> Text segment

[ruff] Move Insertion abstraction out of ruff_linter

This refactors the importer abstraction to use a shared
`Insertion`. This is mostly just moving some code around
with some slight tweaks.

The plan here is to keep the rest of the importing code
in `ruff_linter` and then write something ty-specific on
top of `Insertion`. This ends up sharing some code, but
not as much as would be ideal. In particular, the
`ruff_linter` imported is pretty tightly coupled with
ruff's semantic model. So to share the code, we'd need to
abstract over that.
This commit is contained in:
Andrew Gallant 2025-09-05 10:56:34 -04:00 committed by Andrew Gallant
parent ec2720c814
commit 880a867696
7 changed files with 81 additions and 41 deletions

View file

@ -0,0 +1,476 @@
//! Insert statements into Python code.

> Job 1
From the commit message, list each number that describes the size of the change, along with what it counts.
> Job 2
According to the commit message, what would need to be abstracted over so that more code could be shared?

> Records supplied
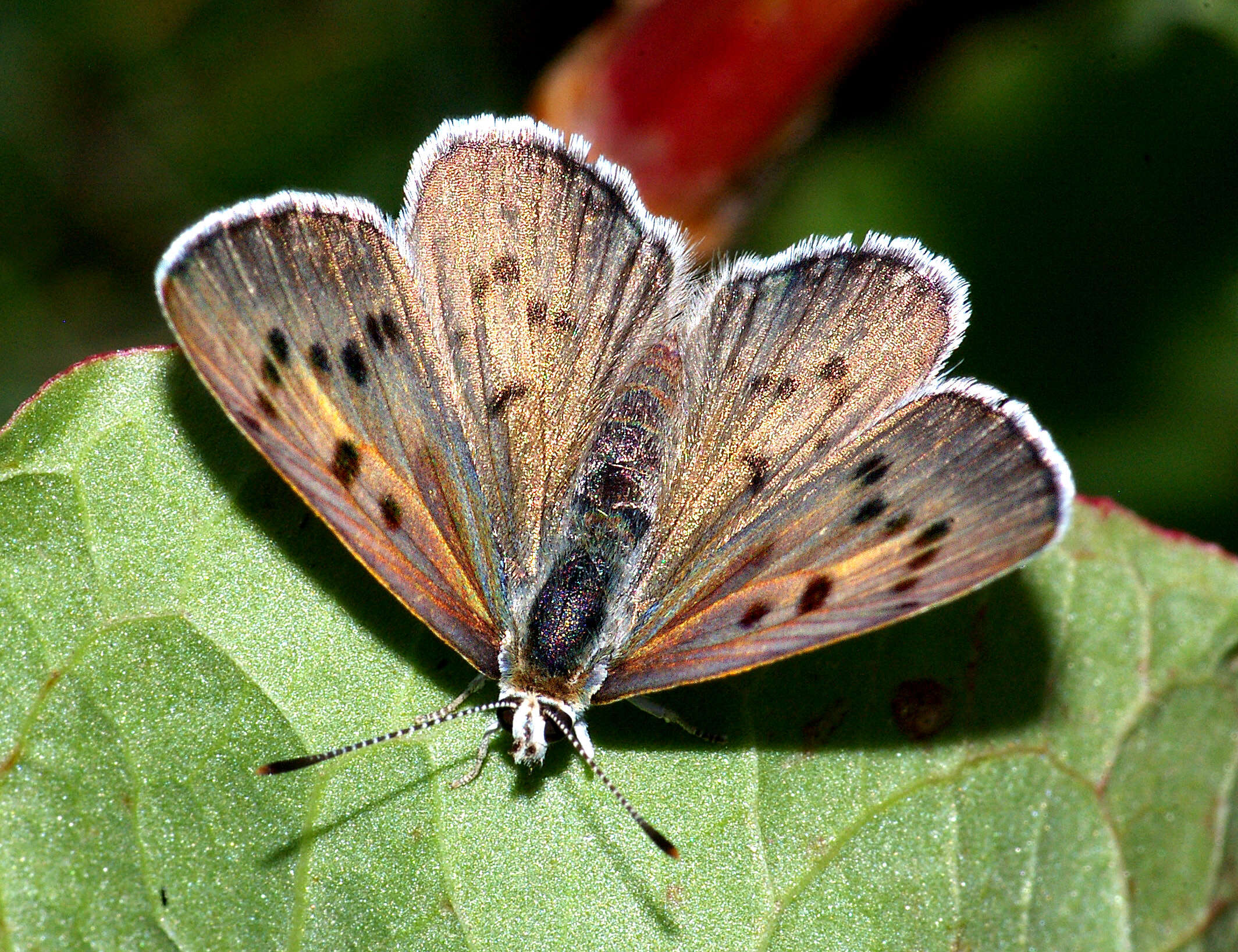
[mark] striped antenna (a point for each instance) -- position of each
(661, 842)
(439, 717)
...
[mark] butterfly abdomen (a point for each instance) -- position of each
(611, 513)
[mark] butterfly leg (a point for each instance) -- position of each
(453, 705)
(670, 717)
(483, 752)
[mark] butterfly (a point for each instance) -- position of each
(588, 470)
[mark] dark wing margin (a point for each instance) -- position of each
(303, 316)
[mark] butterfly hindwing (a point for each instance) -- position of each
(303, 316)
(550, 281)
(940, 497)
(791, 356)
---
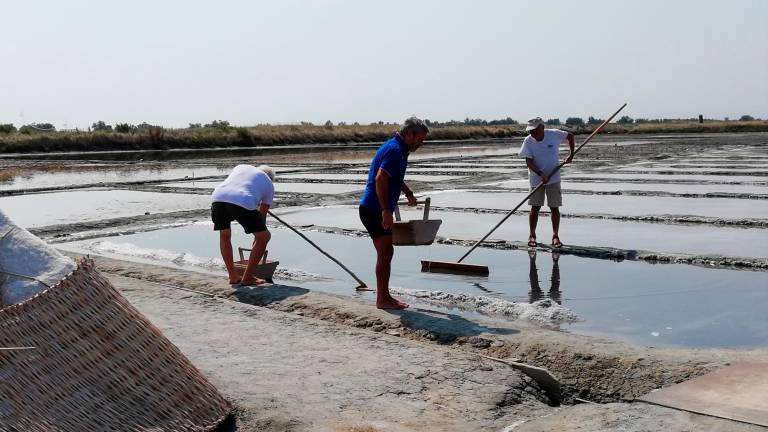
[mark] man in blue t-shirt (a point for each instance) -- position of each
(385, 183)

> Finished answer 1
- 7 changed files
- 81 additions
- 41 deletions

> Finished answer 2
Ruff's semantic model.